=== AVAILABLE RECORDS ===
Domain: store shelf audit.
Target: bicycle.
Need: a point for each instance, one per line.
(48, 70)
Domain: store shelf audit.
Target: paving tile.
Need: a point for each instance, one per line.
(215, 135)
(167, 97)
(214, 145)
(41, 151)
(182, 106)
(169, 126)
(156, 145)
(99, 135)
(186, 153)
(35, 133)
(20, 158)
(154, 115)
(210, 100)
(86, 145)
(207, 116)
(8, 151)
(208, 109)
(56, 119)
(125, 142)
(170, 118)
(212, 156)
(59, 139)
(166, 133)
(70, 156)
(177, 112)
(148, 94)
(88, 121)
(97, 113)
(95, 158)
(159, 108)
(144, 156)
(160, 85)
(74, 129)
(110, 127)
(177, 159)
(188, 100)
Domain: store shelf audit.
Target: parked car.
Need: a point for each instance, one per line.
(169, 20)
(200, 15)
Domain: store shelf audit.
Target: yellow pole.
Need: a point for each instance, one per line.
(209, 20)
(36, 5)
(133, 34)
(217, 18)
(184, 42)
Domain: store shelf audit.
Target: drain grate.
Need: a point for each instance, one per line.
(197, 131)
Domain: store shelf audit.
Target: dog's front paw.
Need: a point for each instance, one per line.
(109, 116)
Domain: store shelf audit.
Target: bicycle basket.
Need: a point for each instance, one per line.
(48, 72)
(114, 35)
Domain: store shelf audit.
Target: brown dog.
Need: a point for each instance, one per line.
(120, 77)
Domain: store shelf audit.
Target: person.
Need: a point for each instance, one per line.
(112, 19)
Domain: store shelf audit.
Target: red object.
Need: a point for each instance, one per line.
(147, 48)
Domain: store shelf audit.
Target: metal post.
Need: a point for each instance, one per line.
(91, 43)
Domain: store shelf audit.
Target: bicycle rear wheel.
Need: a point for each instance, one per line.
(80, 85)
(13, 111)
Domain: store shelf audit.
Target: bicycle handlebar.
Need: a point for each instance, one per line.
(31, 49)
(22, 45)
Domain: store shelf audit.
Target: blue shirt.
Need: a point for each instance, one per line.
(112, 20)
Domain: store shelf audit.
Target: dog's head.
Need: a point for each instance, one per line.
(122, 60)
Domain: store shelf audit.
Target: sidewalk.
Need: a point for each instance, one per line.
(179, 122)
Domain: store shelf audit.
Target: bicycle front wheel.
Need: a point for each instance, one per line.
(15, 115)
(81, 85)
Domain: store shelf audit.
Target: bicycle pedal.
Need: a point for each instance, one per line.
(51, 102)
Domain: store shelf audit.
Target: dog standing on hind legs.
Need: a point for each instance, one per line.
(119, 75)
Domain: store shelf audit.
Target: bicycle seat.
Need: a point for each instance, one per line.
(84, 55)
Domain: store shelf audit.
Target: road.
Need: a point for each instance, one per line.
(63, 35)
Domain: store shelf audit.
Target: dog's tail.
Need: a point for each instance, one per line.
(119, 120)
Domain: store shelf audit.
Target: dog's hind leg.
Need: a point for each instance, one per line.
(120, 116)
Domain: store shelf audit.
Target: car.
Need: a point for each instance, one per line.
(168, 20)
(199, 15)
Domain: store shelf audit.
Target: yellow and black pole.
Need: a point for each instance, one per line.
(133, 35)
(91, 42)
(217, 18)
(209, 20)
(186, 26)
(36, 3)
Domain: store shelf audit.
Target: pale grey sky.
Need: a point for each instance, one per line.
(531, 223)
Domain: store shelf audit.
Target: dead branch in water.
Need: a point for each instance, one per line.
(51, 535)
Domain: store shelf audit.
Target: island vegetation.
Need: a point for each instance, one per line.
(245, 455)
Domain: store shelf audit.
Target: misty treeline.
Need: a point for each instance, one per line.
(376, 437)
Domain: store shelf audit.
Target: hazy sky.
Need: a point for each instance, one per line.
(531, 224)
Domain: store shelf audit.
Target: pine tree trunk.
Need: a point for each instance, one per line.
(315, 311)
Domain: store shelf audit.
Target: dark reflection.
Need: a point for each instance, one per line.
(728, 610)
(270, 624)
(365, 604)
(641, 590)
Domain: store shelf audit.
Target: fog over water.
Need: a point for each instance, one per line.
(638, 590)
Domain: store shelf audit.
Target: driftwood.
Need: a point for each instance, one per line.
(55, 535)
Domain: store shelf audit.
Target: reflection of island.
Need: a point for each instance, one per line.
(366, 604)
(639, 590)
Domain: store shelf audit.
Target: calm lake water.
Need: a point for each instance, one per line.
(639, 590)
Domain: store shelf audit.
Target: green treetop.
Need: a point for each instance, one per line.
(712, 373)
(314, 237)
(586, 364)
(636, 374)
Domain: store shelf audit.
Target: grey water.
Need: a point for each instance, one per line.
===
▶ [EXERCISE OBJECTIVE]:
Copy out the full listing exactly.

▶ [RIGHT ANSWER]:
Domain: store shelf audit.
Target: bicycle.
Need: a point for each instance, one per line.
(48, 70)
Domain: store shelf audit.
Target: paving tile.
Need: a point for each instance, one per line.
(215, 135)
(167, 97)
(214, 145)
(41, 151)
(182, 106)
(169, 126)
(156, 145)
(99, 135)
(186, 153)
(35, 133)
(20, 158)
(154, 115)
(210, 100)
(86, 145)
(207, 116)
(8, 151)
(208, 109)
(56, 119)
(125, 142)
(170, 118)
(212, 156)
(59, 139)
(166, 133)
(70, 156)
(177, 112)
(148, 94)
(88, 121)
(97, 113)
(95, 158)
(159, 108)
(144, 156)
(160, 85)
(74, 129)
(110, 127)
(177, 159)
(188, 100)
Domain: store shelf audit.
Target: parked car.
Need: a point for each instance, one per line.
(169, 20)
(200, 15)
Domain: store shelf audit.
Target: yellow pole.
Need: a point for each instance, one per line.
(209, 20)
(36, 5)
(133, 34)
(217, 18)
(184, 42)
Domain: store shelf audit.
Target: drain grate.
Need: a point for each instance, one per line.
(197, 131)
Domain: store shelf audit.
Target: dog's front paw.
Need: a point for each instance, one per line.
(109, 116)
Domain: store shelf audit.
Target: bicycle basket.
Need: a point for each instance, one per line.
(48, 72)
(114, 35)
Domain: store shelf audit.
Target: brown dog.
Need: a point for each instance, one per line.
(120, 77)
Domain: store shelf audit.
Target: person.
Need: a point for each instance, one per line.
(112, 19)
Domain: store shelf audit.
Target: red object.
Need: a point for each instance, one per line.
(147, 48)
Domain: store shelf audit.
Target: metal post.
Need: a point for each instance, one per line.
(91, 43)
Domain: store shelf audit.
Target: bicycle rear wheel.
Need: a point for each instance, one per line.
(80, 85)
(13, 111)
Domain: store shelf audit.
Target: bicycle handlebar.
Need: a point for each instance, one per line.
(31, 49)
(22, 45)
Domain: store shelf audit.
Target: blue shirt.
Need: a point for each instance, one per line.
(112, 20)
Domain: store shelf audit.
Target: dog's head.
Need: a point for each instance, one per line.
(122, 60)
Domain: store shelf audit.
Target: sidewalk.
Need: a point for each instance, one per line.
(179, 122)
Domain: store shelf audit.
Target: bicycle front wheel.
Need: a point for each instance, one per line.
(15, 115)
(81, 85)
Domain: store shelf audit.
Target: bicycle pedal.
Need: a point for each instance, one per line.
(51, 102)
Domain: store shelf audit.
Target: dog standing on hind legs.
Need: a point for each instance, one per line.
(119, 75)
Domain: store shelf audit.
Target: bicycle seat.
Need: a point for each instance, one per line.
(84, 55)
Domain: store shelf audit.
Target: road.
Need: a point for each instance, one per line.
(63, 35)
Domain: store shelf audit.
Target: dog's tail.
Need: a point for each instance, one per line.
(119, 120)
Domain: store shelf audit.
Target: dog's hind leg.
Need: a point for each instance, one per line.
(120, 116)
Domain: store shelf audit.
Target: car.
Need: a point for each instance, one per line.
(168, 20)
(199, 15)
Domain: store shelf audit.
Target: yellow and black pole.
Need: a point for each instance, one per line.
(133, 35)
(91, 42)
(217, 18)
(209, 20)
(186, 26)
(36, 3)
Domain: store shelf audit.
Target: pale grey sky.
Need: a point for each instance, one per line.
(531, 223)
Domain: store shelf audit.
Target: dead branch in water.
Need: a point for each instance, one per line.
(51, 535)
Domain: store shelf audit.
Target: island vegetation.
Need: a point for each instance, one per line.
(245, 455)
Domain: store shelf audit.
Target: misty treeline.
Need: a point for each instance, one per line.
(376, 437)
Domain: store shelf audit.
Target: hazy sky.
Need: a point for each instance, one per line.
(531, 224)
Domain: store shelf audit.
Target: pine tree trunk.
Need: a point for each instance, one per line.
(315, 311)
Domain: store shelf audit.
Target: dark reflection.
Need: a point for each instance, one per line.
(728, 610)
(270, 624)
(365, 604)
(641, 590)
Domain: store shelf audit.
Target: fog over water.
Need: a point for each instance, one per line.
(638, 590)
Domain: store shelf audit.
Target: driftwood.
Need: a point for each instance, one per line.
(55, 535)
Domain: store shelf audit.
Target: reflection of island.
Need: a point for each instance, one per line.
(366, 604)
(639, 590)
Domain: store shelf audit.
Target: calm lake water.
Need: a point for each instance, one per line.
(639, 590)
Domain: store shelf audit.
Target: green treetop.
Need: a point for each instance, one per line.
(712, 373)
(314, 237)
(586, 364)
(636, 374)
Domain: store shelf audit.
Target: grey water.
Need: a point for each instance, one per line.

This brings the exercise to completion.